Begin Dataset records
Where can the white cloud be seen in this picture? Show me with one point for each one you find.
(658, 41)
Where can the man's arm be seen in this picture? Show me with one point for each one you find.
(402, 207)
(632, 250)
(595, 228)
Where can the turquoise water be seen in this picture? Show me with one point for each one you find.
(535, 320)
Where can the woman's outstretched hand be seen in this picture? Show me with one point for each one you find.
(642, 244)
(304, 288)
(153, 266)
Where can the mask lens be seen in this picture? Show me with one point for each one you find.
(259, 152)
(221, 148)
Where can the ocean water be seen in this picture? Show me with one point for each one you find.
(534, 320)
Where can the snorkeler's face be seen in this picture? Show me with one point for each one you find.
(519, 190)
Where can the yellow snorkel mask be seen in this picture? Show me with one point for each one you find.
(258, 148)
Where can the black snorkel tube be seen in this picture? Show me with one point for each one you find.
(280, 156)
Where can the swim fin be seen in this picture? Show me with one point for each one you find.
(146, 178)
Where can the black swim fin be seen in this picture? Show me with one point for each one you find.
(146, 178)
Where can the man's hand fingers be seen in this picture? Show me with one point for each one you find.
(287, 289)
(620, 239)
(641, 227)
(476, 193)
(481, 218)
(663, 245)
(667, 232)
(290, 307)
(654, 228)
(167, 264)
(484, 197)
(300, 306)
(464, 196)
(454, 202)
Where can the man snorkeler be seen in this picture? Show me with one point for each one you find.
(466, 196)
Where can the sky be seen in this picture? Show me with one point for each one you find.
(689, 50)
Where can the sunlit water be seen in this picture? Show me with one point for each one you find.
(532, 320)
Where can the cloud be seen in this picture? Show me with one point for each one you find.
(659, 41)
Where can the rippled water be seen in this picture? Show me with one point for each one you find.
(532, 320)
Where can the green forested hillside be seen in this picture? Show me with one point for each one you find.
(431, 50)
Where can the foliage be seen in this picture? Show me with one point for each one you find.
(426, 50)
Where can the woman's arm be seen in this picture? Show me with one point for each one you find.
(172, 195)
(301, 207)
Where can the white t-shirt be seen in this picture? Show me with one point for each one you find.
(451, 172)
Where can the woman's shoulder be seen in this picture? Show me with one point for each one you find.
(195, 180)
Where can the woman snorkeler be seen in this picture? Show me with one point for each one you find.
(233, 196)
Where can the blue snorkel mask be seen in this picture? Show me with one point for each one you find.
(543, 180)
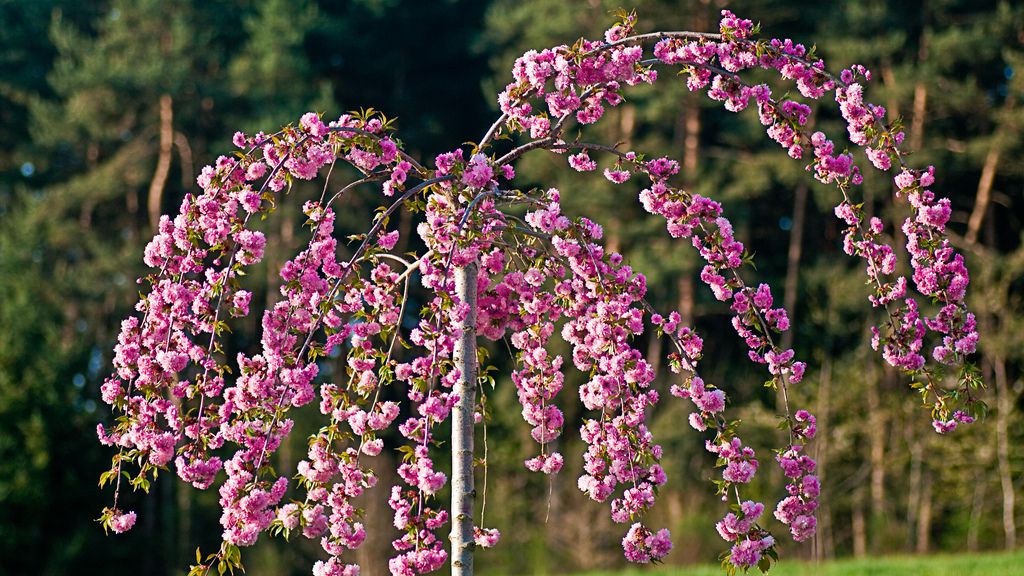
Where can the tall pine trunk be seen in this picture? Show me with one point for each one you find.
(462, 427)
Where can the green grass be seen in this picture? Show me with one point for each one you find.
(934, 565)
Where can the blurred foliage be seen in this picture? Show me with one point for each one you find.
(96, 96)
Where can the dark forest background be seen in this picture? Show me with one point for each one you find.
(109, 109)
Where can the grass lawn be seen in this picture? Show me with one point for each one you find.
(935, 565)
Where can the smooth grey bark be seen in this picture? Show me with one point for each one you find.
(462, 427)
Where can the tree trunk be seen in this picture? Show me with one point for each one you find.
(793, 260)
(163, 160)
(857, 520)
(822, 544)
(462, 427)
(1004, 407)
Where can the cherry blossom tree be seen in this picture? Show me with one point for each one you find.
(500, 261)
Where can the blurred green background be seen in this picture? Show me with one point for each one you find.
(109, 109)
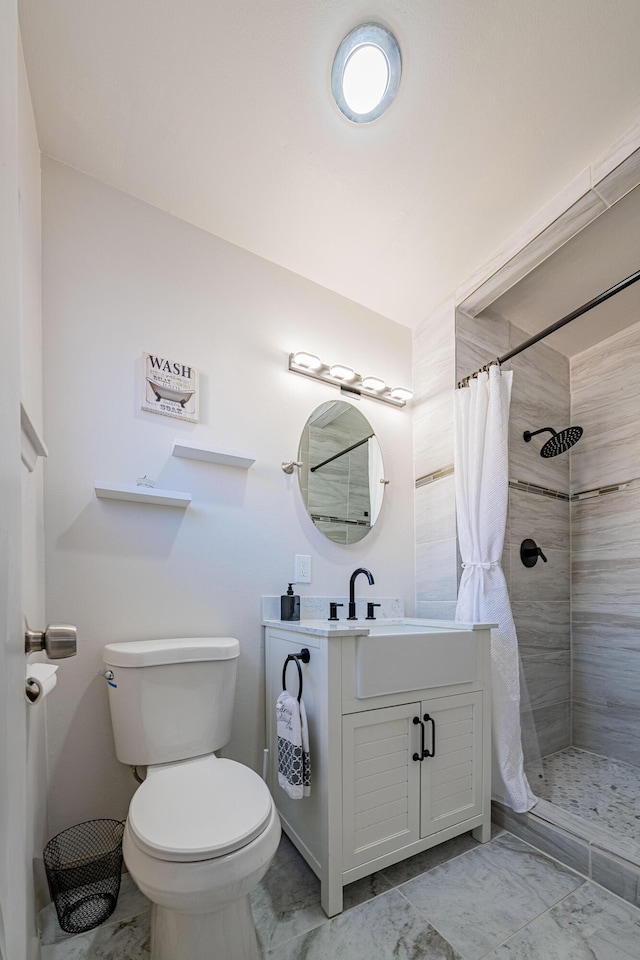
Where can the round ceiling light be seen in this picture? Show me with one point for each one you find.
(366, 72)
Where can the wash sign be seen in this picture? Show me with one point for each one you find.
(169, 387)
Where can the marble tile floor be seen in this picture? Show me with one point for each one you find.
(459, 901)
(595, 788)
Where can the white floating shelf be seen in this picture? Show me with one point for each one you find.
(118, 491)
(197, 451)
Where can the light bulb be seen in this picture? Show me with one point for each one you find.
(340, 372)
(373, 383)
(307, 360)
(401, 393)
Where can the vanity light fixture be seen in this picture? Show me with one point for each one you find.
(348, 380)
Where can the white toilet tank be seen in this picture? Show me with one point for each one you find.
(171, 699)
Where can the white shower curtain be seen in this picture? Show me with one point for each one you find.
(482, 493)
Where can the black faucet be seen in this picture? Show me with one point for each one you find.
(352, 590)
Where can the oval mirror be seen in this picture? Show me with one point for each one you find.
(342, 472)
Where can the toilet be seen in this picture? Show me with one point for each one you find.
(201, 830)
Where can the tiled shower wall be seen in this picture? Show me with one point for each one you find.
(538, 505)
(605, 382)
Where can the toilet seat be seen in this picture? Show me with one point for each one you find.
(198, 809)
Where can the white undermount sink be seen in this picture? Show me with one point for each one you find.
(401, 655)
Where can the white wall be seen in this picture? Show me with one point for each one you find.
(32, 483)
(22, 782)
(120, 278)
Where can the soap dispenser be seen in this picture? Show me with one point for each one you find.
(290, 605)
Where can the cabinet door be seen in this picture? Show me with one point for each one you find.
(451, 785)
(381, 782)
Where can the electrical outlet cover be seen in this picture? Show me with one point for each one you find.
(303, 569)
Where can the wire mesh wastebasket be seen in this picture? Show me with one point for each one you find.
(83, 866)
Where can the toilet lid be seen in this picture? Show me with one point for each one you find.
(198, 809)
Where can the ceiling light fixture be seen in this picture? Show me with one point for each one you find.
(348, 380)
(366, 72)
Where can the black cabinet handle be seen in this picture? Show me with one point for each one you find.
(420, 756)
(432, 753)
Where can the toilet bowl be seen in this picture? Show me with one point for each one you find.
(201, 830)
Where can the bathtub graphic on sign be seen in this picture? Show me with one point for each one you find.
(169, 387)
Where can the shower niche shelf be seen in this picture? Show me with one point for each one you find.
(119, 491)
(198, 451)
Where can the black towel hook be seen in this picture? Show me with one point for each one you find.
(305, 656)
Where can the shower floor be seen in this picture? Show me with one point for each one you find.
(595, 788)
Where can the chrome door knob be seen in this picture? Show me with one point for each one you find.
(59, 640)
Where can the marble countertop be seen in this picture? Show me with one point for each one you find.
(349, 628)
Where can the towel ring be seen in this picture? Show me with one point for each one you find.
(305, 656)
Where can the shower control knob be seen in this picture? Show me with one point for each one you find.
(529, 553)
(58, 641)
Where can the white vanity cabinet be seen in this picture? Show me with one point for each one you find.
(392, 773)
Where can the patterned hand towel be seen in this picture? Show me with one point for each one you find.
(293, 747)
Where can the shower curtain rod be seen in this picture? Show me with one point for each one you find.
(611, 292)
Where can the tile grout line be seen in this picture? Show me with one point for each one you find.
(535, 919)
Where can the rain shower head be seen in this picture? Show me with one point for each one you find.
(559, 442)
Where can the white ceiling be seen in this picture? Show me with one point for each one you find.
(601, 255)
(219, 111)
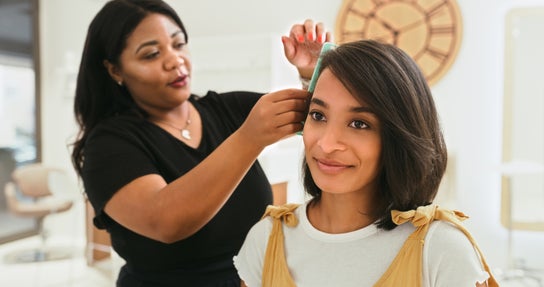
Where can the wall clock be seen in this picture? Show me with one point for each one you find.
(428, 30)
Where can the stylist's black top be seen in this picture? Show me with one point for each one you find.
(124, 148)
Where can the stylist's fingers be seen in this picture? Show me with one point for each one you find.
(275, 116)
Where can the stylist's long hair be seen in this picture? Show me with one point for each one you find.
(414, 154)
(97, 96)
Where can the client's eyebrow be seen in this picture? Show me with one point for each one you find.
(360, 109)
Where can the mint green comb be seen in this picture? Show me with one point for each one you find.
(326, 46)
(311, 87)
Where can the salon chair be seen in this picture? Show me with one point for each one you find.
(33, 192)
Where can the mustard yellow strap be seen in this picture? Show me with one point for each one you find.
(275, 270)
(412, 250)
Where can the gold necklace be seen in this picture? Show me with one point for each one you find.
(185, 133)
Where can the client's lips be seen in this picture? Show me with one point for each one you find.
(179, 81)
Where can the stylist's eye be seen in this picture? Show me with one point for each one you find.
(180, 45)
(317, 116)
(358, 124)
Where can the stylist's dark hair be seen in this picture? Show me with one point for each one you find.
(97, 96)
(414, 154)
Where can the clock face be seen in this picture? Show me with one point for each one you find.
(428, 30)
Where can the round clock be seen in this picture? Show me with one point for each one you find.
(428, 30)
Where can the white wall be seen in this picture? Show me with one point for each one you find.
(469, 97)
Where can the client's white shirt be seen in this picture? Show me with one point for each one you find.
(359, 258)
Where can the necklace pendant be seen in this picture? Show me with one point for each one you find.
(186, 134)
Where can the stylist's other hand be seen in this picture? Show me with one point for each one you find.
(303, 45)
(275, 116)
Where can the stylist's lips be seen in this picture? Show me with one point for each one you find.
(179, 82)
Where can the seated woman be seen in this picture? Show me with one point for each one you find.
(374, 158)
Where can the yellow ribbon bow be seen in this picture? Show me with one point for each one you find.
(275, 270)
(406, 269)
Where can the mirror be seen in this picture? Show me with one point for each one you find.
(19, 105)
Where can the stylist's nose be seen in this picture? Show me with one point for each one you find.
(174, 61)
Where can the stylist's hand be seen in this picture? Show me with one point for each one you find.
(275, 116)
(303, 45)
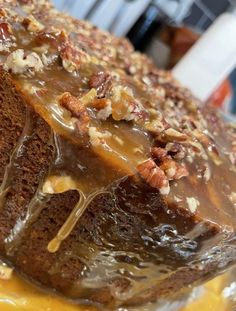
End Dataset records
◆ Directive
Could you return the part of the items above that opens with the line containing "Where can the stylist's eye" and runs through the end of the items, reproducing every line unchanged and leaving the pictures out?

◆ Reply to the task
Where can the stylist's eye be seen in this picture? Show me with one point for each one you find.
(180, 45)
(317, 116)
(358, 124)
Where can the stylist's dark hair be seen in this picture? Show me with one point for each one you find.
(97, 96)
(414, 154)
Where can the clock face be seen in this picture? Show me with one point for each one you find.
(428, 30)
Where can the round clock be seen in this picture? Show me with one point for each one you find.
(428, 30)
Where can the white wall be seen in this picture? Show me with one point for each one you find.
(469, 97)
Where can the client's white shirt be seen in this picture? Show me with one point for each one you find.
(359, 258)
Where can the necklace pendant be seen in this picture? Show me with one point for each one you find.
(186, 134)
Where can the stylist's other hand be seen in this picture? Show me with one point for each one you find.
(303, 45)
(275, 116)
Where can the stylist's lips be seen in this picture? Show me with one point for each one you find.
(179, 82)
Where can the seated woman be seen in this picture? Show me with one point for each one you find.
(374, 158)
Where can the yellow ribbon bow be seen in this picture? Show me with one point for each one you find.
(275, 270)
(406, 269)
Where can the mirror be seen in this picture? Show me with one point for each one you find.
(19, 105)
Where can the stylist's nose be seen in this picture? Show me with one point for each one you find.
(174, 61)
Where can the stylist's hand be seen in this picture? Show me with one point for each one you find.
(275, 116)
(303, 45)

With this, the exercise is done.